__Document passage__.
* Start *

Tunisian Prime Minister Hamadi Jbali presented his Cabinet pending the vote of confidence of the Constituent Assembly allowing it to start working. Jbali also read out the action program of this government for the year 2012. Listening to this program, a sense of unfinished business and a sense of déjà vu emerges strongly.
Indeed, apart from the some 5 million Tunisian dinars MTD (42 members including Jbali accounting for 10,000 TD each, which is the cost of a government post, according to experts) that will represent the cost of the government budget of a State in very difficult financial situation, the program of the new Tunisian Prime Minister does not announce any miracle remedy for the two main problems of post Ben Ali’s Tunisia, namely unemployment and economic recession. 
The program has a downright social orientation with an omission, almost systematic, of the economic component which is yet the real challenge for the Revolution and the true yardstick by which success will be judged.
Regarding employment, the prime minister confined himself to increasing the burden of public service, already overburdened by 20 to 25,000 new jobs to be created. It was, moreover, far from the election promises of 500,000 jobs (even if we consider that this figure was for 5 years). The old and new jobless have then to wait more.
Jbali also promised in the Government’s statement, more job positions in Libya in the Gulf and Europe. And if the first two destinations could be viable, Europe, with its own fish to fry as a result of an economy that is in immediate recession for some countries in 2011 and declining for others, is unable to create enough jobs for its citizens and ours.
Always focusing excessively on the social component, Hamadi Jbali talks about new wage increases. He forgets that Tunisian companies are already burdened by salary costs arising from various increases and are under pressure as a result of strikes or following negotiations.
In economic matters, the Tunisian prime minister talked with many generality and used chapter headings that sounded as déjà vu in the economic schemes of the former presidential programs of Ben Ali.

* End *

__Written problem 1__.
How many members does the Cabinet have, counting Jbali, according to the commentary on Tunisia's 2012 government program?
__Written problem 2__.
Carry on the commentary on Tunisia's 2012 government program, picking up after its last sentence.

__Material supplied__.
* Start *

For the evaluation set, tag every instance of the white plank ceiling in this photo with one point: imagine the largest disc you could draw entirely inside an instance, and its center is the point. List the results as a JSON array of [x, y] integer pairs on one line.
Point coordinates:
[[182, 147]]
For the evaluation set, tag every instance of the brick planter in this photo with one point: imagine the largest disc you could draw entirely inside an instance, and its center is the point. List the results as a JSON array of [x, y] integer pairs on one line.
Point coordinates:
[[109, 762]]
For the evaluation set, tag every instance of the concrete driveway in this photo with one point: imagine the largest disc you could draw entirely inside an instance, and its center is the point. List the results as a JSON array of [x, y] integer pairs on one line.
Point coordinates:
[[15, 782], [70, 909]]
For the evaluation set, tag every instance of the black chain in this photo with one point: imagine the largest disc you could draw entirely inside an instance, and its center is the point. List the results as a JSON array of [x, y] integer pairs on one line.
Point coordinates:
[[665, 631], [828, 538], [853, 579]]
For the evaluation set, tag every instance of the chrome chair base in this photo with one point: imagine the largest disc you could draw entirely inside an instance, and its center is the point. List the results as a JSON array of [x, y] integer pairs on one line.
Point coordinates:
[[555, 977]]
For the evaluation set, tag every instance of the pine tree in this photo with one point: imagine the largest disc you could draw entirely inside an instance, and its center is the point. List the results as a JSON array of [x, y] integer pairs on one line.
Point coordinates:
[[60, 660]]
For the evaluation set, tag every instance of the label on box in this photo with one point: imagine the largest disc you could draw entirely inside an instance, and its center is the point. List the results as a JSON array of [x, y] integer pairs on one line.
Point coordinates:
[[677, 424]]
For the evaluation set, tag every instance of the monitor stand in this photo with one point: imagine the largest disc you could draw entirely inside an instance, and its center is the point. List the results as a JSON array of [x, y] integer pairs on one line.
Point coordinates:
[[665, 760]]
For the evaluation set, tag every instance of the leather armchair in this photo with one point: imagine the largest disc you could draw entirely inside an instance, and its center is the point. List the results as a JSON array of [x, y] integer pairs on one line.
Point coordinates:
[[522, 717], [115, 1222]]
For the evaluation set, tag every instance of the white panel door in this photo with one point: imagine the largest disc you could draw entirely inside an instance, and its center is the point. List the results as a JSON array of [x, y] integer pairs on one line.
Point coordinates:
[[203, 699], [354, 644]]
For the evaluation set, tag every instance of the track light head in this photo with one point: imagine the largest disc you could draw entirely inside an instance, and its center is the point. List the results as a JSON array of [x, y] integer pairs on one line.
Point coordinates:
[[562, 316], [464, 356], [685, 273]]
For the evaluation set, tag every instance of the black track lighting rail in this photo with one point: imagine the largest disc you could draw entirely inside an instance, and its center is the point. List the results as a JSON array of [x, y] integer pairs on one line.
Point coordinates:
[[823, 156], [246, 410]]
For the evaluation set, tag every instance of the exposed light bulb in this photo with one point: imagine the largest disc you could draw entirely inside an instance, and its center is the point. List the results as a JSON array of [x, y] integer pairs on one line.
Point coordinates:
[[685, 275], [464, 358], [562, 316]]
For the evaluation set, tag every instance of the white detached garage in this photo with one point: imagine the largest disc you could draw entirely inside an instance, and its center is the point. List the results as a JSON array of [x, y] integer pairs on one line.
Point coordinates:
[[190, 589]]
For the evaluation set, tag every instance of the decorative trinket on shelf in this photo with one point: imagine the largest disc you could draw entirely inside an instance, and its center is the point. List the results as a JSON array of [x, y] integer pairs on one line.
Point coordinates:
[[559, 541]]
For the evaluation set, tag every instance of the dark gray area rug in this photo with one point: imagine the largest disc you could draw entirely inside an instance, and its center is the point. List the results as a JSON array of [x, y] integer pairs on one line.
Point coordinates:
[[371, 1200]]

* End *

__Exercise answer 1__.
42 members.

__Exercise answer 2__.
These chapter headings include the revision of the tax system, modernization of the banking system or the revitalization of the financial market. 

Though some ideas were launched here and there like the supplementary budget for tourism promotion and the new railway Tunis-Kasserine, they remain insignificant.
No word was said on the orientations and ways to revive the economy. Nothing was said in the keynote speech on the situation of Tunisian businesses that have not yet seen the end of the tunnel of strikes and sit-ins. Nothing was said about any assistance to be provided to exporting companies that are losing their competitive capabilities month after month. Nothing was said or announced on the promotion of investment and improvement of the conditions of investment at a time when employers and economists are sounding the alarm bell on the shutting down of plants. No word was said about the means and resources that can fund his program. Especially since Jbali, in his social desire to cozy up the Revolution, plans to increase the amount of aid to needy families and expand the number of recipients to 235,000 families. No word on the origin of resources needed for his government’s program, at a time when there is so much talk on the debt of Tunisia, on its sovereign rating and its ability to borrow from foreign markets. No word either on alternatives for financing a budget about which he said nothing.
They are 18 points enunciated in a monotone by a prime minister who is already criticized on the number and quality of his government, in an elementary and sketchy presentation, that does nothing to allay the economic fears that start to overtake citizens who have already given up the fight politically.